**TASK DIRECTIONS**
Rewrite every line of the entries below as a single numbered list, leaving out the blank lines.

**TASK DATA**
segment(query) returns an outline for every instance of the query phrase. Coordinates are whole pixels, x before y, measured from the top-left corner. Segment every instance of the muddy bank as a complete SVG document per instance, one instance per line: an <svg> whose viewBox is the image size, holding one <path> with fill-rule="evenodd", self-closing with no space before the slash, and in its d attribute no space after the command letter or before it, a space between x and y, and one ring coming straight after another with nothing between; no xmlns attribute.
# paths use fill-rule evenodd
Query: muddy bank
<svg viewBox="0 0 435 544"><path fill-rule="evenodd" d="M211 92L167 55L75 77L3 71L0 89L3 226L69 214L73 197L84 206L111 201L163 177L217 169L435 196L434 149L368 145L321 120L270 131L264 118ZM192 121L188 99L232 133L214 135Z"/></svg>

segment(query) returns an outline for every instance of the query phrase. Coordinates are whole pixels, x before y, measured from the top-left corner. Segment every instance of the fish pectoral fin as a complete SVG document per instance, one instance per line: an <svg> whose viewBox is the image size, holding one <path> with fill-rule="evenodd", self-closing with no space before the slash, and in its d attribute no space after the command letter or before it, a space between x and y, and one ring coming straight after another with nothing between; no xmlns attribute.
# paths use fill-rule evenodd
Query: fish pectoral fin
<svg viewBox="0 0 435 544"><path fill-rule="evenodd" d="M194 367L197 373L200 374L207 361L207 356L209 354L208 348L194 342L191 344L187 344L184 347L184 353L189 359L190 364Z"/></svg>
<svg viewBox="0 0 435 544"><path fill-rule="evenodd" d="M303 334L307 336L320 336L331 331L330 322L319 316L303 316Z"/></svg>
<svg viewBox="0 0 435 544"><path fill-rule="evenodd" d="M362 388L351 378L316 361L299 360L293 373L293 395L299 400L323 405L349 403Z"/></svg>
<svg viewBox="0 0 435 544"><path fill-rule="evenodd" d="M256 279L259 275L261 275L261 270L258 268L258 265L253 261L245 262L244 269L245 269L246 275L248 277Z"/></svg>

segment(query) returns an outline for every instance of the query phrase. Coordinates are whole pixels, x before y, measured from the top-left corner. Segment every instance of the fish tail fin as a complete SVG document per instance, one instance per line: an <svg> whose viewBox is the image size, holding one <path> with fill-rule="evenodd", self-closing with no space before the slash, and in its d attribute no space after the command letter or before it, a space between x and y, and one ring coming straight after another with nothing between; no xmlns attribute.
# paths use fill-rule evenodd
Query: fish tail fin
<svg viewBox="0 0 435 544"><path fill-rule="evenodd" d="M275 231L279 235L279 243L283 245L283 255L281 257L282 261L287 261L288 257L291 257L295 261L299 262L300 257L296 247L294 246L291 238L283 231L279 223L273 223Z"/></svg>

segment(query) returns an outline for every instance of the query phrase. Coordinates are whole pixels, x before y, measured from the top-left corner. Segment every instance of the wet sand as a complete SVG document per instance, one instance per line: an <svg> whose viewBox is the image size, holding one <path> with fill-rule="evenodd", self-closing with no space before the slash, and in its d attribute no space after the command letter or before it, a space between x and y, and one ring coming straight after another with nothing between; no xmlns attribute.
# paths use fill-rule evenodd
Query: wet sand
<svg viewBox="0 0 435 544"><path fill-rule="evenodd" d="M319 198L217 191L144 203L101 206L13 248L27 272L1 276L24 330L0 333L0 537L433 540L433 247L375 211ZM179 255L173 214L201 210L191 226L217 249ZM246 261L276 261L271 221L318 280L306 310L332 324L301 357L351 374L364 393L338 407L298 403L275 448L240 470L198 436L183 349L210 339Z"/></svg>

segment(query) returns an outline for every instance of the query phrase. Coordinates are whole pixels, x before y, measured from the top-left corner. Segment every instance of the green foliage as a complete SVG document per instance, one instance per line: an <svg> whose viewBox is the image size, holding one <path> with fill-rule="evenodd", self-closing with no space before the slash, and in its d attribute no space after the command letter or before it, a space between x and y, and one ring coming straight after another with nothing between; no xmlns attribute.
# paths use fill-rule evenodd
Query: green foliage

**RESULT OF THIS TASK**
1. segment(query) returns an outline for every instance of the query phrase. Coordinates are whole pixels, x before y, measured from the top-left corner. Segment every instance of the muddy bank as a complete SVG document per instance, one instance per line: an <svg> whose viewBox is the image size, holding one <path> with fill-rule="evenodd", self-closing with no space before the slash, and in its d attribute no space after the command letter or before it, a space between x and y, and one ring coming straight after another with nothing between; no xmlns attribute.
2. # paths use fill-rule evenodd
3. Query: muddy bank
4. <svg viewBox="0 0 435 544"><path fill-rule="evenodd" d="M211 92L167 55L75 77L3 71L0 89L3 226L69 214L73 197L84 206L111 201L163 177L217 169L435 196L434 149L368 145L321 120L270 131L264 118ZM192 121L188 99L232 133L214 135Z"/></svg>
5. segment(query) returns an outline for every instance of the query phrase. Coordinates are whole pixels, x before y, measured from the top-left corner. Segment every instance of the fish pectoral fin as a complete SVG document per instance, one instance per line: an <svg> whose viewBox is the image size, holding one <path> with fill-rule="evenodd", self-closing with no space before the slash, and in its d attribute no space after the command letter or before it, a space between x and y, and one ring coming straight after another with nothing between; no xmlns attribute.
6. # paths use fill-rule evenodd
7. Query: fish pectoral fin
8. <svg viewBox="0 0 435 544"><path fill-rule="evenodd" d="M194 367L197 373L200 374L207 361L207 356L209 354L208 348L194 342L191 344L187 344L184 347L184 353L189 359L190 364Z"/></svg>
9. <svg viewBox="0 0 435 544"><path fill-rule="evenodd" d="M303 334L307 336L320 336L331 331L330 322L319 316L303 316Z"/></svg>
10. <svg viewBox="0 0 435 544"><path fill-rule="evenodd" d="M362 388L351 378L316 361L299 360L293 373L293 395L299 400L323 405L349 403Z"/></svg>
11. <svg viewBox="0 0 435 544"><path fill-rule="evenodd" d="M256 279L259 275L261 275L261 270L258 268L258 265L253 261L245 262L244 269L245 269L246 275L248 277Z"/></svg>
12. segment(query) returns an outline for every instance of the query phrase. Coordinates are whole pixels, x before y, measured from the top-left corner. Segment every instance of the fish tail fin as a complete SVG document per instance, one instance per line: an <svg> whose viewBox is the image size, holding one <path> with fill-rule="evenodd", self-closing with no space before the slash, and in its d attribute no space after the command letter or before it, a space between x and y, and one ring coming straight after another with nothing between; no xmlns attribute.
13. # paths use fill-rule evenodd
14. Query: fish tail fin
15. <svg viewBox="0 0 435 544"><path fill-rule="evenodd" d="M275 231L279 235L279 243L283 245L283 255L281 257L282 261L287 261L288 257L291 257L295 261L299 262L300 257L296 247L294 246L291 238L283 231L279 223L273 223Z"/></svg>
16. segment(query) returns an outline for every instance of the query phrase. Coordinates are whole pixels, x before y, measured from the top-left corner. Segment every instance of the wet sand as a complete SVG document per instance, one instance per line: an <svg> whose viewBox is the image size, holding one <path> with fill-rule="evenodd", self-closing with no space before the slash, and in its d attribute no space after the command letter or before it, a space between x and y, and one ring coming straight after another with nothing between; no xmlns attribute.
17. # paths use fill-rule evenodd
18. Query: wet sand
19. <svg viewBox="0 0 435 544"><path fill-rule="evenodd" d="M319 198L217 191L144 203L101 206L13 248L27 272L1 276L24 330L0 333L0 537L433 540L433 247L375 211ZM179 255L173 214L201 210L191 226L217 249ZM246 261L276 261L271 221L318 280L306 310L332 324L301 357L351 374L364 393L338 407L298 403L275 448L240 470L198 436L183 349L210 339Z"/></svg>
20. segment(query) returns an outline for every instance of the query phrase. Coordinates are whole pixels, x before y, measured from the top-left corner. Segment every instance of the green foliage as a complete SVG document per instance, one instance per line: an <svg> whose viewBox is the image size, holding one <path> with fill-rule="evenodd", self-closing with no space before the slash, and in its d attribute no space after the command letter or before it, a space between x and y, and one ring coming straight after another with nothing between; no xmlns attribute.
21. # paths use fill-rule evenodd
22. Query: green foliage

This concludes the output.